Problem statement — Find the line containing "of the blurred". Return it and every line after it, unchanged, up to and including the last line.

Provided data —
- - - - -
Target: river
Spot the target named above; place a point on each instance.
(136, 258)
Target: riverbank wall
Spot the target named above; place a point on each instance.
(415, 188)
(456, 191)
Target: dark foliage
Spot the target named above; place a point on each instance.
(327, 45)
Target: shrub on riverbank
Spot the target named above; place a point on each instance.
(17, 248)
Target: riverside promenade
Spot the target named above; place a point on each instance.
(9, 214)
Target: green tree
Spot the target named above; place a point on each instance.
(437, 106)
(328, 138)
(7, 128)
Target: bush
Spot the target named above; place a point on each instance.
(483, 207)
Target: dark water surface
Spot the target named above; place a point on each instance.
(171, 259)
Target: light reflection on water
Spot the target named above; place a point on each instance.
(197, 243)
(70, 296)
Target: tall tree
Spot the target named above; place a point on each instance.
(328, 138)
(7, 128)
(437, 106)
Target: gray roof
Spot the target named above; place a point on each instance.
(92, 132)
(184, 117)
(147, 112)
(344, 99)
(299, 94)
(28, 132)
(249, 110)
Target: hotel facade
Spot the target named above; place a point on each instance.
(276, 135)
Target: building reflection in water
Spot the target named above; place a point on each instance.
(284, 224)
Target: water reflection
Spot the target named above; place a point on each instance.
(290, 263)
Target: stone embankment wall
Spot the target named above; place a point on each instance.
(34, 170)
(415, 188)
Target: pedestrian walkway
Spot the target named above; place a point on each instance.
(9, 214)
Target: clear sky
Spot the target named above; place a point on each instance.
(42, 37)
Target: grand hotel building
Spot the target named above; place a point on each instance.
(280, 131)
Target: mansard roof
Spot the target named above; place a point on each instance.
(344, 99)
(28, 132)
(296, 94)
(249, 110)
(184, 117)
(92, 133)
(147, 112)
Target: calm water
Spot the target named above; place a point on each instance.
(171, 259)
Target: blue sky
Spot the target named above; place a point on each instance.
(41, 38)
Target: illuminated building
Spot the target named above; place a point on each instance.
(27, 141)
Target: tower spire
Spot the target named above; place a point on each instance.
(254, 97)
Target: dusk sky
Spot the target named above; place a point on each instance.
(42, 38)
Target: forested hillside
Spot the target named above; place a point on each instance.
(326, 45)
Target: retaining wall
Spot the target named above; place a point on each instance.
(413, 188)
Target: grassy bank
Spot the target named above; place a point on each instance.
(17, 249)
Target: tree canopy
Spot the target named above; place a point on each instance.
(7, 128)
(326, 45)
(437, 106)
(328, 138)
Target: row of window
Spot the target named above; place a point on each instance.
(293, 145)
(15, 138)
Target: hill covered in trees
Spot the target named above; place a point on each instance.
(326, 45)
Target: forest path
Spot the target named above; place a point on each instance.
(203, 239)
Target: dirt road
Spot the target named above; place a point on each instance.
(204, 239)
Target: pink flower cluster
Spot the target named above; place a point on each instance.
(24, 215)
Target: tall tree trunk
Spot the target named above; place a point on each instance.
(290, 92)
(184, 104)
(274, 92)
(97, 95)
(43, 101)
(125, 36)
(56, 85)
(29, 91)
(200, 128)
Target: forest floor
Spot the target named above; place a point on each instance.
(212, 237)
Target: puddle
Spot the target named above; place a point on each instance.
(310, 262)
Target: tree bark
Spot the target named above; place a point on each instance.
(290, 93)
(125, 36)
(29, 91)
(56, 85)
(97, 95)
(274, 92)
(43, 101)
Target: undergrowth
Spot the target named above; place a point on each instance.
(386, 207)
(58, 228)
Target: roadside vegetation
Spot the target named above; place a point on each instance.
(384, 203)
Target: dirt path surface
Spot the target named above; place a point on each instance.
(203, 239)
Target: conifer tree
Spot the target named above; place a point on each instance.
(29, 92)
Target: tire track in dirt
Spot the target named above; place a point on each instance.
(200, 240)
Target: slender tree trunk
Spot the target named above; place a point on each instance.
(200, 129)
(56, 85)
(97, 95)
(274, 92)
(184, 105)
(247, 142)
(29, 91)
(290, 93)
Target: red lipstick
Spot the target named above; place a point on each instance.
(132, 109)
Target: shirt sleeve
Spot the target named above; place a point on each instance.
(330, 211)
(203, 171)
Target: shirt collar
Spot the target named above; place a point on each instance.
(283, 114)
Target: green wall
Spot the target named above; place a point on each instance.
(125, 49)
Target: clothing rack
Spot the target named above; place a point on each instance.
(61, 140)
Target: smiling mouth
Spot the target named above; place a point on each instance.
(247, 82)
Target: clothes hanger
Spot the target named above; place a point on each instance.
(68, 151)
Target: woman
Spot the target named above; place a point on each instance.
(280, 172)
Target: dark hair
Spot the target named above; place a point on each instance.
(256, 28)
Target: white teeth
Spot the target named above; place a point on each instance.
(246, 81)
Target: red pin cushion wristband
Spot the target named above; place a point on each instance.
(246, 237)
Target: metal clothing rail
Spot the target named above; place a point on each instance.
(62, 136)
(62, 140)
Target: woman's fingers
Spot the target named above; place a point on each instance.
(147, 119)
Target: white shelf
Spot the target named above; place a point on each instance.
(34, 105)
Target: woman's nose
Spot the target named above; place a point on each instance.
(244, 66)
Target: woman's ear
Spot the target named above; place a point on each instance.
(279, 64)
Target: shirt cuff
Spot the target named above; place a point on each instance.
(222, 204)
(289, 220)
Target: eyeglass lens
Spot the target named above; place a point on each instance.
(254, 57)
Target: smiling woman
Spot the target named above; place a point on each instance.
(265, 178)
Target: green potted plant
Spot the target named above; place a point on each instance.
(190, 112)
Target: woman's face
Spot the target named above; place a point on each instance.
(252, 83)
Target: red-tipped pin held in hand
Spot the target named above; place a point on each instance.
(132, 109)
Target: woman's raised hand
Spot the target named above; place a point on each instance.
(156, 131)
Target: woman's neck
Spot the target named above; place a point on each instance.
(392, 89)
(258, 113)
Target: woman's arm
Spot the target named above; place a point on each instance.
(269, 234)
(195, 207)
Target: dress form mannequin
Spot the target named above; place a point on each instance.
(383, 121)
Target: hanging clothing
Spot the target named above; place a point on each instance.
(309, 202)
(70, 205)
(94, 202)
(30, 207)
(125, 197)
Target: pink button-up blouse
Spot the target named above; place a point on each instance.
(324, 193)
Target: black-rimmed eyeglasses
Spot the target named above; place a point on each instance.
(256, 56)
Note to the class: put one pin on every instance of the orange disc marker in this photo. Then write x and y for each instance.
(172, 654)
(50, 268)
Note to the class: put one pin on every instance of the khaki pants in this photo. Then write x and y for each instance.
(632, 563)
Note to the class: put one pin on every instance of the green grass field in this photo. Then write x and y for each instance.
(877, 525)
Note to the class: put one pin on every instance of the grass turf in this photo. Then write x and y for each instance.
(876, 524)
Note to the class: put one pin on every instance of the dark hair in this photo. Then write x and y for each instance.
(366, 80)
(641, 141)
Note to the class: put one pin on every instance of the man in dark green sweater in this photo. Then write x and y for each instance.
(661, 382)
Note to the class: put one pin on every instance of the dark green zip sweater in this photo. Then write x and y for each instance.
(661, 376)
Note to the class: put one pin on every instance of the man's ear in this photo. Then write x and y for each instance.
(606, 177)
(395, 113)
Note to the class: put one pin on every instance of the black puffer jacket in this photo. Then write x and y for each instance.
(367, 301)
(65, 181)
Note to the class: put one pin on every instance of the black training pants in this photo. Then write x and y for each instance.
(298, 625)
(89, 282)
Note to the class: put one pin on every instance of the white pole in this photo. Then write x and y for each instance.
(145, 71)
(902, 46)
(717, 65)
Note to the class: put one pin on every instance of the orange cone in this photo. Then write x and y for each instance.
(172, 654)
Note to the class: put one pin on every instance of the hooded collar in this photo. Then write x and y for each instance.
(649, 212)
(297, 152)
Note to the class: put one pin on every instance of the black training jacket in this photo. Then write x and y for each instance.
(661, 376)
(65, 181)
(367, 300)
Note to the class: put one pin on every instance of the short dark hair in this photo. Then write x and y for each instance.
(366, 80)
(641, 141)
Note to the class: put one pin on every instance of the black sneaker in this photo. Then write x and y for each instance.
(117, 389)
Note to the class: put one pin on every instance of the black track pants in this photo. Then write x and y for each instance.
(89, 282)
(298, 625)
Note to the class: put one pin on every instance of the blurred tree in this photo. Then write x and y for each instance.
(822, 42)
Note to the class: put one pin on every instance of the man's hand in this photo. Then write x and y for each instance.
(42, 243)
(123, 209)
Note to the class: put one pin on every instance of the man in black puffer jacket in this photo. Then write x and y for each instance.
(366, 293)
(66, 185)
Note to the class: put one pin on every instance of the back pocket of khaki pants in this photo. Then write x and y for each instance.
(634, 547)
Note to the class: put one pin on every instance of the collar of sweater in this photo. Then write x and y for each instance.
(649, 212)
- - - - -
Reply to the task —
Note to the class: put one pin on every instance of the blurred tree in this photo. Then write x and y for each instance.
(822, 42)
Note to the class: put one pin on every instance of the man's hand in this photo. Then write x and y for each instance.
(42, 243)
(123, 209)
Note to the class: put one pin on every instance of the man in black puffer jacket in this photo. Then write x and y for each instance.
(366, 293)
(66, 185)
Note to the class: put one pin on every instance of the back pocket of khaki pants in this photo. Then write x and y for each instance.
(634, 547)
Note to the class: put one pin on every instance of the collar of sweater in this photo. Then write x and y for each instance.
(649, 212)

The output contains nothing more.